- [任务说明]:
在关于1960年代民权立法的文本中,政府获得了为拥有多少名以上雇员的公司制定雇用措施的权力?

- [所给文本]:

我要讲的以结束种族隔离为名建立的紧急机制是根据1964年《民权法案》建立的。这些机制赋予华盛顿权力,可以凌驾在美国人传统上认为是其一般民主体系的东西之上。人们普遍认为,紧急机制将是临时性的,且关注范围窄。但是,它们很快就完全摆脱了民主控制,现在已经成为我们治理体系中最强大的部分。

How Civil Rights Legislation Worked
民权立法是如何运作的?

There were two noteworthy things about the civil rights legislation of 1964 and 1965.
关于1964年和1965年的民权立法,有两点值得注意。

The first was its unprecedented concentration of power. It gave Washington tools it had never before had in peacetime. It created new crimes, outlawing discrimination in almost every walk of public and private life. It revoked—or repealed—the prevailing understanding of freedom of association as protected by the First Amendment. It established agencies to hunt down these new crimes—an expanded Civil Rights Commission, an Equal Employment Opportunity Commission (EEOC), and various offices of civil rights in the different cabinet agencies. It gave government new prerogatives, such as laying out hiring practices for all companies with more than 15 employees, filing lawsuits, conducting investigations, and ordering redress. Above all, it exposed every corner of American social, economic, and political life to direction from bureaucrats and judges.
首先是它史无前例的权力集中。它为华盛顿提供了和平时期从未有过的工具。它创造了新的罪行,在几乎在所有公共和私人生活中取缔歧视。它撤销了或废除了对《第一修正案》保护社团自由的普遍理解。它设立了机构来追查这些新的犯罪行为,包括扩大的民权委员会、平等就业机会委员会(EEOC)以及各个政府机构的民权办公室。它赋予了政府新的特权,例如为所有拥有15名以上雇员的公司制定雇用措施、提起诉讼、进行调查和命令纠正。最重要的是,它使美国社会、经济和政治生活的各个角落暴露于官僚和法官的指导之下。

To put it bluntly, the effect of these civil rights laws was to take a lot of decisions that had been made in the democratic parts of American government and relocate them to the bureaucracy or the judiciary. Only with that kind of arsenal, Lyndon Johnson and the drafters thought, would it be possible to root out insidious racism.
直言不讳地说,这些民权法的作用是将许多美国政府的民主部分之前一直做的决定转移给官僚机构或司法机构。林登·约翰逊和起草者们认为,只有有了这种军火库,才有可能铲除潜伏的种族主义。

The second noteworthy thing about the civil rights legislation of the 1960s is that it was kind of a fudge. It sat uneasily not only with the First Amendment, but with the Constitution as a whole. The Voting Rights Act of 1965, passed largely to give teeth to the 14th Amendment’s guarantee of equal rights for all citizens, did so by creating different levels of rights for citizens of southern states like Alabama and citizens of northern states like Michigan when it came to election laws.
关于1960年代民权立法的第二点值得注意的事情是,它其实有点表面文章。它不仅与第一修正案格格不入,而且与整个宪法都不和谐。1965年的《投票权法案》在很大程度上通过了第14条修正案对所有公民平等权利的保障,这是通过在涉及选举法的时候,为诸如阿拉巴马州等南部州和如密歇根州等北部州的公民创造了不同程度的权利而实现的。

- [所示条目]:

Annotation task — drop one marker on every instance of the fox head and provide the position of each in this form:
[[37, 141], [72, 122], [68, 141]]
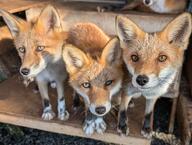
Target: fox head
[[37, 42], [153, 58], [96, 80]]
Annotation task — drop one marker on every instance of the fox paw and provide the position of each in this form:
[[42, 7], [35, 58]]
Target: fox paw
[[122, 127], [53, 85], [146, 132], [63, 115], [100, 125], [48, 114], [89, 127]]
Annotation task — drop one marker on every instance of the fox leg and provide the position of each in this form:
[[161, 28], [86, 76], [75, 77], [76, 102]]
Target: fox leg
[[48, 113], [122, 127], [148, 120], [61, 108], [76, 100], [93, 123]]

---

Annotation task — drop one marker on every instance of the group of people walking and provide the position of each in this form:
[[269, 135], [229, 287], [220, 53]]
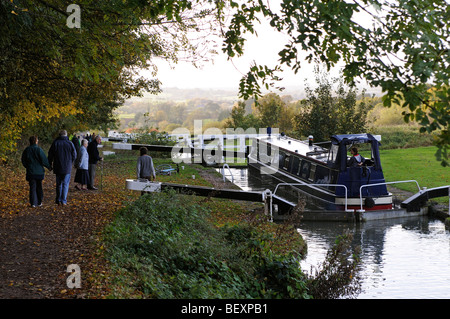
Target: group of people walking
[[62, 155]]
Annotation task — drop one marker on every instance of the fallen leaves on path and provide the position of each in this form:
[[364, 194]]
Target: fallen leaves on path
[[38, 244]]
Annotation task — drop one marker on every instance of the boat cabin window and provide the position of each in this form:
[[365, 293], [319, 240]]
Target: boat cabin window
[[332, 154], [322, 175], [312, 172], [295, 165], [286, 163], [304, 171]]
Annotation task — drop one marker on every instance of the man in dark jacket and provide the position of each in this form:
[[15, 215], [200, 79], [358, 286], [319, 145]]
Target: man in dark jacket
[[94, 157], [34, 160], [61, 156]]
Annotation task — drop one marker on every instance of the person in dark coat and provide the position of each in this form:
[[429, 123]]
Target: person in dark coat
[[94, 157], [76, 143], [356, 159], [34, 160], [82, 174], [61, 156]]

...

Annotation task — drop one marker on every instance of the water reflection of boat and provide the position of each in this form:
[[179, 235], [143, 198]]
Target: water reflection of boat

- [作答区]:
拥有15名以上雇员的公司。